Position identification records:

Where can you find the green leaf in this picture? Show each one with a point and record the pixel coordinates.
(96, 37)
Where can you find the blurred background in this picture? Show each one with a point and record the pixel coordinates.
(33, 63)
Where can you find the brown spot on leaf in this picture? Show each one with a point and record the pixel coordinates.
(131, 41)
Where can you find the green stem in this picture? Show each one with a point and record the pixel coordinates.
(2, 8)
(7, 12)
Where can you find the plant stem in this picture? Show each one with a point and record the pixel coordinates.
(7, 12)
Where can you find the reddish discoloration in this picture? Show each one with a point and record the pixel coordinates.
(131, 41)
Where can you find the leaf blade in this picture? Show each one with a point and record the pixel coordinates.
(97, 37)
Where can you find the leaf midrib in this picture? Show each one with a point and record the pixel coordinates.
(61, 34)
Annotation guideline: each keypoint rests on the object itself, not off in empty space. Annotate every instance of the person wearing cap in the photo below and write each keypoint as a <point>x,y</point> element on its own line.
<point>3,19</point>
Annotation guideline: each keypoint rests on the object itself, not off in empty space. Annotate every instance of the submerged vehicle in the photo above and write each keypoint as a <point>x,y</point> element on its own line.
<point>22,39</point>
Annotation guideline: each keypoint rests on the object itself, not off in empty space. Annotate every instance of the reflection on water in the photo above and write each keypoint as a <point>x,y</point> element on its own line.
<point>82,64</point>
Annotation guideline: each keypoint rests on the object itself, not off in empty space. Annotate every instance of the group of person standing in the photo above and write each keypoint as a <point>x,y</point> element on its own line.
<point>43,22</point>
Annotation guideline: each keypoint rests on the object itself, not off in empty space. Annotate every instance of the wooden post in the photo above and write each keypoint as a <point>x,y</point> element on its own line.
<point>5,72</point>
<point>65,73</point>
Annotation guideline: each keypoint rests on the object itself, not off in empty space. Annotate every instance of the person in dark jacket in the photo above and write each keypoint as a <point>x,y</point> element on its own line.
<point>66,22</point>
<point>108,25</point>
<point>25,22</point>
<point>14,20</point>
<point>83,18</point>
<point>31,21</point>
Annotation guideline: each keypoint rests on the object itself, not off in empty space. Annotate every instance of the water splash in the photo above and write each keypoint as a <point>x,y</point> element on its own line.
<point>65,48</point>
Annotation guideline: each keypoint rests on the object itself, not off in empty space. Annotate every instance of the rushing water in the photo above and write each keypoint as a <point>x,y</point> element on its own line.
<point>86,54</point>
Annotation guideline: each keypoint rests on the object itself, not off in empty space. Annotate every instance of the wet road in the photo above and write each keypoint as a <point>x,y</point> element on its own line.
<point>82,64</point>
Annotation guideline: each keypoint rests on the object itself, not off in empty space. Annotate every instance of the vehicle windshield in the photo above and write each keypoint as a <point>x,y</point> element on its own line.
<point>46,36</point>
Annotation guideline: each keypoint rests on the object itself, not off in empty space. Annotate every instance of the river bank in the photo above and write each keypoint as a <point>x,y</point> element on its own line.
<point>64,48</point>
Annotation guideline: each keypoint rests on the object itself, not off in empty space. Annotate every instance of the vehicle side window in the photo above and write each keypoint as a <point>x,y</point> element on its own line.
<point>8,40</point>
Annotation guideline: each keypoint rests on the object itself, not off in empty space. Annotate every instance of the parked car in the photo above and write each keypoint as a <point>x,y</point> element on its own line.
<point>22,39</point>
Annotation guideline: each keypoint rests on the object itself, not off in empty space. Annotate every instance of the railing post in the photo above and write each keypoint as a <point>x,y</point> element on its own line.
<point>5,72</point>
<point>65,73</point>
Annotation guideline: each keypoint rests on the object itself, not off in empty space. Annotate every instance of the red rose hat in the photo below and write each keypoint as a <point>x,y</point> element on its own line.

--

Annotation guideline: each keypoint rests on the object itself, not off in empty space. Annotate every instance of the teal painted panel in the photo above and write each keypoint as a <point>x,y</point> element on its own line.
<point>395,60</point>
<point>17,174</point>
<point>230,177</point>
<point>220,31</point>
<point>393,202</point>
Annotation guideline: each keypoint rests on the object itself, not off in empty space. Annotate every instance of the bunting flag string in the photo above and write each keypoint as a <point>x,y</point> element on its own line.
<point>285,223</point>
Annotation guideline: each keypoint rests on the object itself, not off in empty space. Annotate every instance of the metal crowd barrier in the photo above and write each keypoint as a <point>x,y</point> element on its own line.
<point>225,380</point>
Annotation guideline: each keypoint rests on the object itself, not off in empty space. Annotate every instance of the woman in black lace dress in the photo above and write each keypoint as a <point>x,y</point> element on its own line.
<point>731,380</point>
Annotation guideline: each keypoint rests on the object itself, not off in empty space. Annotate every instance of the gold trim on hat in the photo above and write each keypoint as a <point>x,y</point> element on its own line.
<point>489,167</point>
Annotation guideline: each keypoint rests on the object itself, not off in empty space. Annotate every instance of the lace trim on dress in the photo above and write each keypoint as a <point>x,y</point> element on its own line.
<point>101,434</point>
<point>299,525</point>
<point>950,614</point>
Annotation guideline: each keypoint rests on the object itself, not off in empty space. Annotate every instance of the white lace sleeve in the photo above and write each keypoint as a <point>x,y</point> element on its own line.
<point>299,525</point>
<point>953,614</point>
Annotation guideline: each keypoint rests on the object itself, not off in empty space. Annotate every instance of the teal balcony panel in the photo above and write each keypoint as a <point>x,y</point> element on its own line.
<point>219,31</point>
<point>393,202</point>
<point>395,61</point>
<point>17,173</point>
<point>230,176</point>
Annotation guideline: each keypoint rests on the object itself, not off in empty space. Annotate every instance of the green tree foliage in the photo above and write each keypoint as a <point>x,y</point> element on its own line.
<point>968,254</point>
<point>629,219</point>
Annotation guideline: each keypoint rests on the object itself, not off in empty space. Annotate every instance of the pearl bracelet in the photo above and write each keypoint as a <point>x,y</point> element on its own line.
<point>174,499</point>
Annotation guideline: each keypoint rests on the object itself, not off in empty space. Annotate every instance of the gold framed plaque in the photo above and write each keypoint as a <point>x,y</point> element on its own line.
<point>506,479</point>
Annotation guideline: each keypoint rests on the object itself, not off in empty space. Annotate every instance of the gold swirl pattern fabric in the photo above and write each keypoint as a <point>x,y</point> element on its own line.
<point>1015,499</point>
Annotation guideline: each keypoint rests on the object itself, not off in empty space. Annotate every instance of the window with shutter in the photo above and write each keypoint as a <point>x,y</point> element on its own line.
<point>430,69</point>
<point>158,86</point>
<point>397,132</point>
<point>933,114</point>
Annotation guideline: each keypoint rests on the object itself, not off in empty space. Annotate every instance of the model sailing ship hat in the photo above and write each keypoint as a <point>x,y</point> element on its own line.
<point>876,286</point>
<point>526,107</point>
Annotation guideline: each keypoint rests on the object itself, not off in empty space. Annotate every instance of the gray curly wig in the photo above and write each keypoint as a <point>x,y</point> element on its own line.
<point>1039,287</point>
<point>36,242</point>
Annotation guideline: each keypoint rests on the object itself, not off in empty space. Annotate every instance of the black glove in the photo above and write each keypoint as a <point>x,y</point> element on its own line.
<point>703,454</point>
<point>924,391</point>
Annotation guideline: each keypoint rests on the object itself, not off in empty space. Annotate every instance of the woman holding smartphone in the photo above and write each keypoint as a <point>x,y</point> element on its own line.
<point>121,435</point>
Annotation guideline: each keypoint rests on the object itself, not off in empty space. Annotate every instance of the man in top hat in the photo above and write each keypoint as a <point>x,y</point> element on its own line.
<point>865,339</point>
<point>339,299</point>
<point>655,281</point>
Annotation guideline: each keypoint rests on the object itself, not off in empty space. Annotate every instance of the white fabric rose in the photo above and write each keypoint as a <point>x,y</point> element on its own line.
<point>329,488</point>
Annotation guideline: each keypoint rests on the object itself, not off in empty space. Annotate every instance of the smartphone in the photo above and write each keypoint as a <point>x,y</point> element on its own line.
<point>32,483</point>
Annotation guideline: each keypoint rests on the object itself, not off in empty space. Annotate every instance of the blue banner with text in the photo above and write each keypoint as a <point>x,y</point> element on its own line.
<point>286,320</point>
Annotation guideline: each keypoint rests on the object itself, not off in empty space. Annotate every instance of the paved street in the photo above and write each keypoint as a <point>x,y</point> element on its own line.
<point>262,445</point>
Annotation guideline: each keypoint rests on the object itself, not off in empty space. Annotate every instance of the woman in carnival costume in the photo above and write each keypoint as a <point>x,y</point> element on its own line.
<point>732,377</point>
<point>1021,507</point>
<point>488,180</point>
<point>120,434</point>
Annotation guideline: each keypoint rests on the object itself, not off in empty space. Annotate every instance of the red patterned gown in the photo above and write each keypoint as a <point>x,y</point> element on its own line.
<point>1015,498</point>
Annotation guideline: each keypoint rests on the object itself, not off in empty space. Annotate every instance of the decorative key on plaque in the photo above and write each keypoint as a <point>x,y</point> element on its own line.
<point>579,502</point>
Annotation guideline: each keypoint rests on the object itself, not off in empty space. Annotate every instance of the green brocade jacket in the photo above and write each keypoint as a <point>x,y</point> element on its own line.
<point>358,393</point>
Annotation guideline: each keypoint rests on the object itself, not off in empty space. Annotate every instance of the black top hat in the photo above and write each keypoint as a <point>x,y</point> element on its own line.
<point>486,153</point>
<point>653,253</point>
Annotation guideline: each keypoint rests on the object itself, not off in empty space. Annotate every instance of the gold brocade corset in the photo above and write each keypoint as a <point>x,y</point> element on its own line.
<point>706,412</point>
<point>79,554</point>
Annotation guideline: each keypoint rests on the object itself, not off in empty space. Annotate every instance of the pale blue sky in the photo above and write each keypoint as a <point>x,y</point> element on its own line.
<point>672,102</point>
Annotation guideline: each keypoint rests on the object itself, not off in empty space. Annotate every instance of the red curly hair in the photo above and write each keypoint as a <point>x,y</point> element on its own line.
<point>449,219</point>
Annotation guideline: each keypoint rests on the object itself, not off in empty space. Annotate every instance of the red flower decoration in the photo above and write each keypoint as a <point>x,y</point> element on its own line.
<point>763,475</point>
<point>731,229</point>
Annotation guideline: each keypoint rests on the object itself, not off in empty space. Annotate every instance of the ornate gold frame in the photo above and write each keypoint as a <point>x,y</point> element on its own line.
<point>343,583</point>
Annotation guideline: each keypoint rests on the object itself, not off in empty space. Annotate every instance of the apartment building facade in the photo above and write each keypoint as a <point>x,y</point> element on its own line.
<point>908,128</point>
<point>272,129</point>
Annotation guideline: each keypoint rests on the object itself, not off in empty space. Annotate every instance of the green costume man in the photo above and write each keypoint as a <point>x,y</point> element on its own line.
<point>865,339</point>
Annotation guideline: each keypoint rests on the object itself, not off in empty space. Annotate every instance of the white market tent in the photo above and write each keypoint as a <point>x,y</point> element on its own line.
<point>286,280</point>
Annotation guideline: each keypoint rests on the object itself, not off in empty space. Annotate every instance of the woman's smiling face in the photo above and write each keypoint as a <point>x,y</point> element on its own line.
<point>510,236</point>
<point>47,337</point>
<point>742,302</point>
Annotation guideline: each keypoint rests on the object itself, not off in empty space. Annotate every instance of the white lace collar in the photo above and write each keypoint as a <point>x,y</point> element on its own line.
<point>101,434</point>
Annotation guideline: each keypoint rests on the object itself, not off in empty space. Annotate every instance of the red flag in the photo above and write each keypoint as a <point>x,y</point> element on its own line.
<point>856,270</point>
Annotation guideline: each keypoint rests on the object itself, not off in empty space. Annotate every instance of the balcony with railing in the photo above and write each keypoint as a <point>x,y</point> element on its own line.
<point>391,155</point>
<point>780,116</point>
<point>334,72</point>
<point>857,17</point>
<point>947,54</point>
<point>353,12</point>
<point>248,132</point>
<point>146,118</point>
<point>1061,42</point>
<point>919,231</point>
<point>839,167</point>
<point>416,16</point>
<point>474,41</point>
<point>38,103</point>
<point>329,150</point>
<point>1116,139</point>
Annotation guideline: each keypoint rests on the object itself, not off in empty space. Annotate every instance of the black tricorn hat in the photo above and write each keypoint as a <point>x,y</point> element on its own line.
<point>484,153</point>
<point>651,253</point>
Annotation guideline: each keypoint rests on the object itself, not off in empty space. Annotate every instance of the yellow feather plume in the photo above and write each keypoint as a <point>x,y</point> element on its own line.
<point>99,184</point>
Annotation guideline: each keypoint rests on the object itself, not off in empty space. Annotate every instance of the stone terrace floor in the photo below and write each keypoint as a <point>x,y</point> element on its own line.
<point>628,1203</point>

### What the task asks
Reproduce word for word the rows starting at the line that contains "of the gray" and ending at the line that contains "<point>286,320</point>", with both of those lines included.

### Written reply
Annotation guideline: each keypoint rests on the object itself, not off in empty space. Annotate every instance of the gray curly wig in the photo above and write each keypoint as a <point>x,y</point> element on its own line.
<point>1039,287</point>
<point>36,242</point>
Annotation guideline: each keypoint rests on the object itself, not off in empty space. Annotate every instance of the black glove in the photo above and write each keypoint as a <point>x,y</point> element on its own line.
<point>703,454</point>
<point>924,391</point>
Annotation guideline: each keypoint rests on the object itself, not off in empty space. Annotate every instance of the woman holding smartphone in the photo above and write each keypoint as a <point>x,y</point> element on its own line.
<point>121,435</point>
Annotation guideline: each keypoint rests on the object itself, not off in empty space. Annotate every instance of the man in top hat in the photo above and write each keypoint as a <point>x,y</point> element on its own line.
<point>865,339</point>
<point>339,299</point>
<point>655,281</point>
Annotation guideline: each keypoint rests on the object itself, not off in empty space. Annotate every instance of the white fabric rose in the photo above and write each keypoint as a <point>x,y</point> element on its own line.
<point>329,488</point>
Annotation guideline: each keypoint rests on the object itself, not off in empty space. Annotate every instance of the smartphone in the photo above and write each keypoint as a <point>x,y</point> element on its own line.
<point>32,483</point>
Annotation guideline: each keypoint rests on the object itself, not off in empty space. Annotate every instance of the blue banner with text in the photo above and write each keypoint as a <point>x,y</point> element on its own line.
<point>286,320</point>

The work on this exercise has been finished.